-- begin --

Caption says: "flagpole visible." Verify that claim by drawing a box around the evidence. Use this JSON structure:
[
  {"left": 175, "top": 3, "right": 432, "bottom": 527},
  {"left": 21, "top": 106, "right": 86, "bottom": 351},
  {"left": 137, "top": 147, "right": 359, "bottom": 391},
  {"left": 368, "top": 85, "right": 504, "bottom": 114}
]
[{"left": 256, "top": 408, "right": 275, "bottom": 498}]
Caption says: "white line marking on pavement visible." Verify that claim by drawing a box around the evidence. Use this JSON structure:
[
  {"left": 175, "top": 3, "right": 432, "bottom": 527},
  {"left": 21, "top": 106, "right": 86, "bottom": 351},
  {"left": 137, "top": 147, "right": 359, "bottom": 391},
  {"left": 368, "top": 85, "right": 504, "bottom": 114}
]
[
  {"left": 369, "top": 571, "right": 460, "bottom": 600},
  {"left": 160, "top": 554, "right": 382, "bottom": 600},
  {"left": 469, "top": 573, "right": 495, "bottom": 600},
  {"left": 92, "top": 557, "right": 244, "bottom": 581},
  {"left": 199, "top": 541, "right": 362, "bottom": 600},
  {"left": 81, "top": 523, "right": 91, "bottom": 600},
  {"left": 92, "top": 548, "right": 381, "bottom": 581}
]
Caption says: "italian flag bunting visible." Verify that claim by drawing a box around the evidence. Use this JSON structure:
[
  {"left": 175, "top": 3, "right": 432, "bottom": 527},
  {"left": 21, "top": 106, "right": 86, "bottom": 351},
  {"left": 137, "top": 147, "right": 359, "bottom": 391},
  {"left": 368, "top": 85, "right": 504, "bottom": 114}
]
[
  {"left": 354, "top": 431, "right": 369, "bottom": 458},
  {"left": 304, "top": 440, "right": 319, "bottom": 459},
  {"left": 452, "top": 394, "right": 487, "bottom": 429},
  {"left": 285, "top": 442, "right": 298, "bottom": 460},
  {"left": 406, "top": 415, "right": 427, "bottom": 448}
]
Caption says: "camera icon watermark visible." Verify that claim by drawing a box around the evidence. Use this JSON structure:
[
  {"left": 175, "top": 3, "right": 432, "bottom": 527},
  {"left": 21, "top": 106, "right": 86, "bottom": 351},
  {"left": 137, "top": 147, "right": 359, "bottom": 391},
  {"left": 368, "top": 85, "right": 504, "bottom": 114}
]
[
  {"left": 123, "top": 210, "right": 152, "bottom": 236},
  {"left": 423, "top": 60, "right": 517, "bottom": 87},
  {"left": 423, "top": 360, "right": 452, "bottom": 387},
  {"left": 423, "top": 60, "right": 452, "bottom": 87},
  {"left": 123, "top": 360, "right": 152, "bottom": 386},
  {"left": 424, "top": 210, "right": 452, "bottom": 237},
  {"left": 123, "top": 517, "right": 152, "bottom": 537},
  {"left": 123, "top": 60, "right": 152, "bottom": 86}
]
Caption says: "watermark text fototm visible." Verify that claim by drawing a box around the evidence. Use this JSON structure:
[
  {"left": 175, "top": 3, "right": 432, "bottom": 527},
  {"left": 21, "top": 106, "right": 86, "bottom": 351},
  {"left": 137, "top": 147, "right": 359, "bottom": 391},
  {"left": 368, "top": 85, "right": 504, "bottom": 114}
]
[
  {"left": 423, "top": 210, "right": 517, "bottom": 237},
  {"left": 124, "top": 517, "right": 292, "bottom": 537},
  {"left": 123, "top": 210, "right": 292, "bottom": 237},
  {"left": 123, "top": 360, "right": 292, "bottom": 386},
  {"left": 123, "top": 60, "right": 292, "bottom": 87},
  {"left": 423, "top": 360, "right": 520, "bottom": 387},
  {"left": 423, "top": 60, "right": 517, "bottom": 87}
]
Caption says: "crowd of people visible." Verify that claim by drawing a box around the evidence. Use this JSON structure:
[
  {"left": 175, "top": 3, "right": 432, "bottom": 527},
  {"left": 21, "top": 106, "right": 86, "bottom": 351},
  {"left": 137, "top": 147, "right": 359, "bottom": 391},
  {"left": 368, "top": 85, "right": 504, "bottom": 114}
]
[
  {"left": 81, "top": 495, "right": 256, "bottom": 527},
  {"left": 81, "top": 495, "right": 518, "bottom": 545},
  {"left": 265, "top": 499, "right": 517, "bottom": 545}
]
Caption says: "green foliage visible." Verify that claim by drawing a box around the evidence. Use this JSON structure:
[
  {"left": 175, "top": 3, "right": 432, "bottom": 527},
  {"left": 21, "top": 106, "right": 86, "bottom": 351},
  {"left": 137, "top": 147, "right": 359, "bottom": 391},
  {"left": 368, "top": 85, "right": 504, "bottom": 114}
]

-- end --

TASK PROMPT:
Collect each line of the data above that contains the string "watermark", treating uppercase and lowercase letters as distinct.

FULL OUTPUT:
Caption says: "camera icon watermark visible." Verify that claim by drawing a box around the evidence. Use this JSON structure:
Caption says: "watermark text fototm visible." Verify that claim by drawing a box around the evidence. Use this JSON structure:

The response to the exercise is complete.